— BEGIN —

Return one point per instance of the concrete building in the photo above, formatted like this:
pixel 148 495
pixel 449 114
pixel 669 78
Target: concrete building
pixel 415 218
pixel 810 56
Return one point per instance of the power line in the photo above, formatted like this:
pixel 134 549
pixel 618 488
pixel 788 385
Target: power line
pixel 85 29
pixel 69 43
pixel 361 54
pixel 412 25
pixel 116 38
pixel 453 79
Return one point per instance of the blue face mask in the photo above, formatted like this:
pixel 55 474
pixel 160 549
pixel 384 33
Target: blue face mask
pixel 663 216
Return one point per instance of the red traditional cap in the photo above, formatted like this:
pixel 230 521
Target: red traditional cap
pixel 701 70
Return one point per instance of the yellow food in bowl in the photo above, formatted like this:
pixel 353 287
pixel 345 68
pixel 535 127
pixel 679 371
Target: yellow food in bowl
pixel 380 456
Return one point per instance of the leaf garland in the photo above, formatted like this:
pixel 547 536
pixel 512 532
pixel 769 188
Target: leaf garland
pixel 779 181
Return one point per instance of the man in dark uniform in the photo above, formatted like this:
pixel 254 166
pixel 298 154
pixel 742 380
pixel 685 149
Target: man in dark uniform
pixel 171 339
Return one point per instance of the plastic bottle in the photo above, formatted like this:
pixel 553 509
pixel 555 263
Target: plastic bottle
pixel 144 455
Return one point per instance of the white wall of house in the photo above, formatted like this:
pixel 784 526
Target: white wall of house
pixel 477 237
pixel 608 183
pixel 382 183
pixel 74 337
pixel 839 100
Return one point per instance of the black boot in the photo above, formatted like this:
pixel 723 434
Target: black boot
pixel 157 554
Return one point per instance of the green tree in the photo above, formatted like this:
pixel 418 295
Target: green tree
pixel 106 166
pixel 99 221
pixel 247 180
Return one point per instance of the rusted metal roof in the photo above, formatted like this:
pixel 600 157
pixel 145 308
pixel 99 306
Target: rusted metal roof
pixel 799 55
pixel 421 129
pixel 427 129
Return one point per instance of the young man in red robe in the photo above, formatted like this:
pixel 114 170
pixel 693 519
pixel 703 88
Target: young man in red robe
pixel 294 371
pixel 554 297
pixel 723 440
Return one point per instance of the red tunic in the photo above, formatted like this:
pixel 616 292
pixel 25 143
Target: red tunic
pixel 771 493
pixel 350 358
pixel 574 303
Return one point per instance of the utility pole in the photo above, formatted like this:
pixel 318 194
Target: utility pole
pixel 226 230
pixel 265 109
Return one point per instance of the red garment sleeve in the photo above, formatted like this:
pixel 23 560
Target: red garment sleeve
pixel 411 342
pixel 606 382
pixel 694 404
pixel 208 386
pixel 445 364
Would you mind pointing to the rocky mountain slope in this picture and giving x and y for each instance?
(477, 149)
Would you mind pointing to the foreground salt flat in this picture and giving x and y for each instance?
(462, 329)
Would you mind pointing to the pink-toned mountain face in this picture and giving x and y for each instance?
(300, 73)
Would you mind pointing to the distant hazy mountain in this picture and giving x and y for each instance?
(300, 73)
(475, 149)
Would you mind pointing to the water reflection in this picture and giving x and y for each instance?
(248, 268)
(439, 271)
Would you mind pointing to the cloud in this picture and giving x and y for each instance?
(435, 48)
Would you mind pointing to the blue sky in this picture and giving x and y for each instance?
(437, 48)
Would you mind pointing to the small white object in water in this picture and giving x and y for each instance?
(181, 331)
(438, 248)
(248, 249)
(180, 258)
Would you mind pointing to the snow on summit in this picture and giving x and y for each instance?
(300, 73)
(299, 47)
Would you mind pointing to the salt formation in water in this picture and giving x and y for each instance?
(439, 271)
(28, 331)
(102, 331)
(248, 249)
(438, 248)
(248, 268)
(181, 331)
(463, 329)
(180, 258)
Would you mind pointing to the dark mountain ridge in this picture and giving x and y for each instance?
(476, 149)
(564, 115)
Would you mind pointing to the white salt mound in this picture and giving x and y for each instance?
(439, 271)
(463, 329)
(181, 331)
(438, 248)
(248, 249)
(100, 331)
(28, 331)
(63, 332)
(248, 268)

— END —

### [Task to carry out]
Copy every item above word for word, with nothing left out or changed.

### [Output for this task]
Return one point per instance of the concrete building in the photo above, formatted like this:
pixel 148 495
pixel 449 114
pixel 669 78
Target: concrete building
pixel 415 218
pixel 810 56
Return one point per instance of the power line in the photo above, formatted like this:
pixel 134 549
pixel 618 488
pixel 788 385
Target: power line
pixel 85 29
pixel 69 43
pixel 361 54
pixel 412 25
pixel 116 38
pixel 453 79
Return one point per instance of the blue face mask in the photo above, formatted like this:
pixel 55 474
pixel 160 549
pixel 384 33
Target: blue face mask
pixel 663 216
Return one point per instance of the red traditional cap in the photo above, formatted like this:
pixel 230 521
Target: red traditional cap
pixel 701 70
Return one point per instance of the yellow food in bowl in the photo above, formatted like this:
pixel 353 287
pixel 345 68
pixel 535 127
pixel 679 371
Target: yellow food in bowl
pixel 380 456
Return one point per instance of the leaf garland in the photo above, formatted like this:
pixel 547 536
pixel 512 532
pixel 769 188
Target: leaf garland
pixel 779 181
Return one point per instance of the man in dark uniform in the photo above, formatted like this:
pixel 254 166
pixel 298 154
pixel 742 380
pixel 685 149
Target: man in dark uniform
pixel 171 339
Return one point per instance of the plastic bottle in the photo above, formatted like this:
pixel 553 509
pixel 555 263
Target: plastic bottle
pixel 144 455
Return one point per instance of the white wall of house in the photo above, formatted like this:
pixel 784 526
Target: white wall of house
pixel 477 237
pixel 608 183
pixel 382 183
pixel 74 337
pixel 839 100
Return one point per instance of the black boot in the photo above, formatted like this:
pixel 723 434
Target: black boot
pixel 157 554
Return one point per instance of the green tree in the photo above, formatted like this:
pixel 418 295
Target: green tree
pixel 106 166
pixel 99 221
pixel 247 180
Return one point per instance of the rusted metal roof in the photo above, formatted like this:
pixel 600 157
pixel 145 308
pixel 99 306
Target: rusted metal roof
pixel 799 55
pixel 421 129
pixel 427 129
Return one point per instance of the young man in red robe in the photo above, formatted like this:
pixel 114 170
pixel 693 519
pixel 703 88
Target: young man in red robe
pixel 294 371
pixel 554 297
pixel 723 440
Return one point per instance of the red tunic in the photo above, formatted like this:
pixel 616 292
pixel 25 143
Target: red tunic
pixel 771 493
pixel 350 358
pixel 574 303
Return one point per instance of the utility pole in the photo above, formatted like this:
pixel 318 194
Target: utility pole
pixel 226 230
pixel 265 109
Return one point per instance of the red garment sleeve in the photo above, formatted like this:
pixel 23 560
Target: red garment sleeve
pixel 411 342
pixel 606 382
pixel 694 404
pixel 208 386
pixel 445 364
Would you mind pointing to the rocky mountain slope in this picture and giving x and y for each instance?
(477, 149)
Would you mind pointing to the foreground salt flat in this picture and giving x and y for each instance?
(462, 329)
Would you mind pointing to the pink-toned mountain face in this picture and giving x and y for each instance?
(300, 73)
Would you mind pointing to the distant hazy mountain in this picture and giving x and y for each instance?
(300, 73)
(475, 149)
Would you mind pointing to the water reflection in this picture and giving x and y for each instance?
(248, 268)
(439, 271)
Would you mind pointing to the cloud in this picture and giving x and y for each instance?
(435, 48)
Would you mind pointing to the blue sky in this picture and giving x and y for each instance?
(437, 48)
Would you mind pointing to the small white object in water in this picture and giving x and y for each instance?
(181, 331)
(438, 248)
(248, 249)
(180, 258)
Would you mind pointing to the snow on summit in this picture and giving x and y for each instance?
(300, 73)
(299, 47)
Would you mind pointing to the salt formation in water in this picture and giving x and y for each instance?
(439, 271)
(28, 331)
(102, 331)
(248, 249)
(438, 248)
(248, 268)
(181, 331)
(463, 329)
(180, 258)
Would you mind pointing to the dark mountain ridge in this picture and giving x and y for each instance?
(476, 149)
(564, 115)
Would you mind pointing to the white salt mound in this picture and giving x and y for each instance?
(439, 271)
(463, 329)
(181, 331)
(438, 248)
(248, 249)
(100, 331)
(28, 331)
(63, 332)
(248, 268)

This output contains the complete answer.